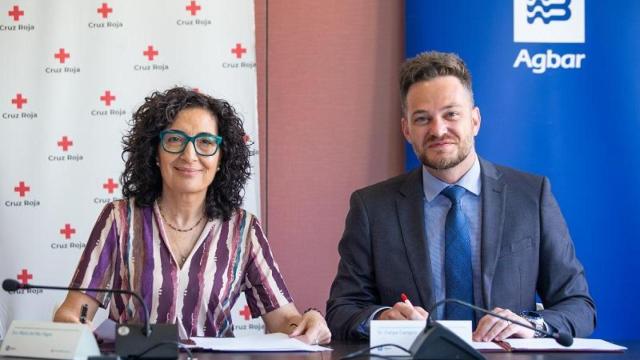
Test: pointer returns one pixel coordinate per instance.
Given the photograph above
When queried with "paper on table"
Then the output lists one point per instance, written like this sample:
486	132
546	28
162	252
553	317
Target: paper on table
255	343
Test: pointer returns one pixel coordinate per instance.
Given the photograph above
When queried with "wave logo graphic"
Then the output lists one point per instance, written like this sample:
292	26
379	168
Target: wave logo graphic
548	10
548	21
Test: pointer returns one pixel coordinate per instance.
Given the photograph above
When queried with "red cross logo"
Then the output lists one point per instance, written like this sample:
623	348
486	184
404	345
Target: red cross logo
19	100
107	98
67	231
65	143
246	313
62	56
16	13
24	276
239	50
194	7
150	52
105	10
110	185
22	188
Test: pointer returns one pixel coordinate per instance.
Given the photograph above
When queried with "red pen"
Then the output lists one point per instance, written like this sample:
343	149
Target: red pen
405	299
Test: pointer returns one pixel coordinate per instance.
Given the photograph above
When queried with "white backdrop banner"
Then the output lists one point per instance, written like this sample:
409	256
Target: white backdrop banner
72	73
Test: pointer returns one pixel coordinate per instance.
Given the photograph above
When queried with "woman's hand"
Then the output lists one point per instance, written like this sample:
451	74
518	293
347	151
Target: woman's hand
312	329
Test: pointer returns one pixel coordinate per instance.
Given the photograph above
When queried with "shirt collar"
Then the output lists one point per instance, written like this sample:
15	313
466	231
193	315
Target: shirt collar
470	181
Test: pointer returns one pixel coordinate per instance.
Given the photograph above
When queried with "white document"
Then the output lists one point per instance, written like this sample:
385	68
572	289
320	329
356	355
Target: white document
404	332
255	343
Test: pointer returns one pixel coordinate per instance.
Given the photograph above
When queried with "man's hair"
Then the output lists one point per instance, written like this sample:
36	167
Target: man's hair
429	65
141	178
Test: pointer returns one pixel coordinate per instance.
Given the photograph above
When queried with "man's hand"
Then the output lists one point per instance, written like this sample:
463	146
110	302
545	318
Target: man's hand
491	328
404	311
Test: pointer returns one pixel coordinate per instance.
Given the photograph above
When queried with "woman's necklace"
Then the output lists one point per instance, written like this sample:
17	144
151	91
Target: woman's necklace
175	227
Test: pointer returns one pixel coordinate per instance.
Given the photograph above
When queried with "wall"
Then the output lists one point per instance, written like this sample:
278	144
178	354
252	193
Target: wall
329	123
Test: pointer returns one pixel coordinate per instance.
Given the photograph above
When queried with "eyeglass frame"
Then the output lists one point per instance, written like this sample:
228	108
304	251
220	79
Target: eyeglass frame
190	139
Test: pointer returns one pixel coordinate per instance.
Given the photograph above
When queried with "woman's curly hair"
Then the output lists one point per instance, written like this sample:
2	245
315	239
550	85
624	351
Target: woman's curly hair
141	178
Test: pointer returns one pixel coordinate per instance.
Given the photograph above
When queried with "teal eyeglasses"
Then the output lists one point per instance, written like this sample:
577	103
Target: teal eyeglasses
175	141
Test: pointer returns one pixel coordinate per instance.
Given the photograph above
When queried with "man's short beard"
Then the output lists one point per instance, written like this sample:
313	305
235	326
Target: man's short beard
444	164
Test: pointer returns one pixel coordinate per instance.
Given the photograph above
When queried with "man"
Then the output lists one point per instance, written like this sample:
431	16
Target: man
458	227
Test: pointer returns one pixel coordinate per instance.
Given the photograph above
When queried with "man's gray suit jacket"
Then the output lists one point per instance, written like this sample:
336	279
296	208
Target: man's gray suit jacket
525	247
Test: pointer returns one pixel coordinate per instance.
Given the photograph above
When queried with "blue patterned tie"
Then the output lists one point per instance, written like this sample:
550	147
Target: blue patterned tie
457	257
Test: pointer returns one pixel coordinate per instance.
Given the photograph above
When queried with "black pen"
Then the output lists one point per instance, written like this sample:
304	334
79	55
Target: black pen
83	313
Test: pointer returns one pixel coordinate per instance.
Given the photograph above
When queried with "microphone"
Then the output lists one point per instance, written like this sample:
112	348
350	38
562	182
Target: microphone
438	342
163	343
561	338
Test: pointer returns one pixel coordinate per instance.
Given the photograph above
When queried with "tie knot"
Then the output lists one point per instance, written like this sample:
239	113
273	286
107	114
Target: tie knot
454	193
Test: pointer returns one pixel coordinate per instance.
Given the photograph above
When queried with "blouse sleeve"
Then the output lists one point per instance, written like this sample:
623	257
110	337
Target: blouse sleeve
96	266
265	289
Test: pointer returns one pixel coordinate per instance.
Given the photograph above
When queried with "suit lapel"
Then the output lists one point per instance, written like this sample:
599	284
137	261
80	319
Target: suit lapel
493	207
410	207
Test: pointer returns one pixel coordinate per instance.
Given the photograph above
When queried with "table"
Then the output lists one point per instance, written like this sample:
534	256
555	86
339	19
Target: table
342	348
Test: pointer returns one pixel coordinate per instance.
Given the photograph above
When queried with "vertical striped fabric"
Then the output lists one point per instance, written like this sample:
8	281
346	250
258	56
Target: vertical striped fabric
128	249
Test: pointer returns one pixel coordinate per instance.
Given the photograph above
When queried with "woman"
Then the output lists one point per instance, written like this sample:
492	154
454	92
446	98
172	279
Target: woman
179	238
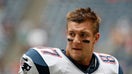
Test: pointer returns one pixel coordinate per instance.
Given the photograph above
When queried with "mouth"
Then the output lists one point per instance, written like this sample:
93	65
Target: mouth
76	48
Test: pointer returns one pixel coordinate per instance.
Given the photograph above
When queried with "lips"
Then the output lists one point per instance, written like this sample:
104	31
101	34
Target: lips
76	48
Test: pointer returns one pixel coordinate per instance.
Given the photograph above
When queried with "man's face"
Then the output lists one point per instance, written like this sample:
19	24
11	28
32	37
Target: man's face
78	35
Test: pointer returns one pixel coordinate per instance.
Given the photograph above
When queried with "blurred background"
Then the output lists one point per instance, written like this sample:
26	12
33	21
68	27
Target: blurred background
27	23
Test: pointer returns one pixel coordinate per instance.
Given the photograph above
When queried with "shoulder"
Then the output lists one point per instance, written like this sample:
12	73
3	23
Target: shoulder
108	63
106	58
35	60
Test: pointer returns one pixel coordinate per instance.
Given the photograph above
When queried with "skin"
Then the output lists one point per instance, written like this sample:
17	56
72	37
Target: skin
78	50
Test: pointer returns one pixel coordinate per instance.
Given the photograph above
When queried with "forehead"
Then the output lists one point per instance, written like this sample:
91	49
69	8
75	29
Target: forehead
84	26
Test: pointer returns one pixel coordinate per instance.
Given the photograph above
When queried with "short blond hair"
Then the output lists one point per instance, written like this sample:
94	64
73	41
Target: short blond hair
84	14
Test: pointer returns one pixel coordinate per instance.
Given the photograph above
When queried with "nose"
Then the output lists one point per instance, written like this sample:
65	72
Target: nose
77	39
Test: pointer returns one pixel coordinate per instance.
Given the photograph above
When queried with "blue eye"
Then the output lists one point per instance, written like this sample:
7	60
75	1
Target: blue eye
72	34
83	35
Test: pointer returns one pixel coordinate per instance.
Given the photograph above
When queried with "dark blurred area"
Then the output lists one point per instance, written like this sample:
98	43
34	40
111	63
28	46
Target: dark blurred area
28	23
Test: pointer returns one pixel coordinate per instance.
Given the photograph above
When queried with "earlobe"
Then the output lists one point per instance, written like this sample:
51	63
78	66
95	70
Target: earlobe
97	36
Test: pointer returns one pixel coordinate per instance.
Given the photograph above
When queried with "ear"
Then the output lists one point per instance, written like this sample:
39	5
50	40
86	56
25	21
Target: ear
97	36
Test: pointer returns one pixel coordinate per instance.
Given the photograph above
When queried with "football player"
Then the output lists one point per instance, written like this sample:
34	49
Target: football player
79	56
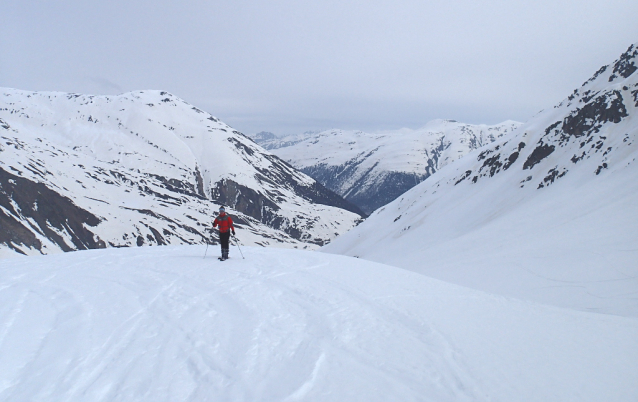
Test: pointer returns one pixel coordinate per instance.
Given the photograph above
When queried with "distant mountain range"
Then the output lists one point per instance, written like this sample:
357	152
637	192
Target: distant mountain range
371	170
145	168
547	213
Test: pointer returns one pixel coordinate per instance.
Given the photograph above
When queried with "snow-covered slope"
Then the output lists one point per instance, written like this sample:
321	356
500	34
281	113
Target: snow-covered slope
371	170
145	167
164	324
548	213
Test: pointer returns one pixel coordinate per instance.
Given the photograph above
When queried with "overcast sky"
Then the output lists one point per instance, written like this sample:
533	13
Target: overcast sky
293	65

- [Prompt] From the line containing "Target: snow-covered slope" through the last line of the records above, reproduce every line exactly.

- [Task answer]
Target: snow-covered slope
371	170
145	167
164	324
548	213
Test: pointer returns one pixel coordinate per instance.
Given the photograph above
When queried with "overcast sky"
Then the output lists one point per instance, written like this sample:
533	13
Target: overcast sky
293	65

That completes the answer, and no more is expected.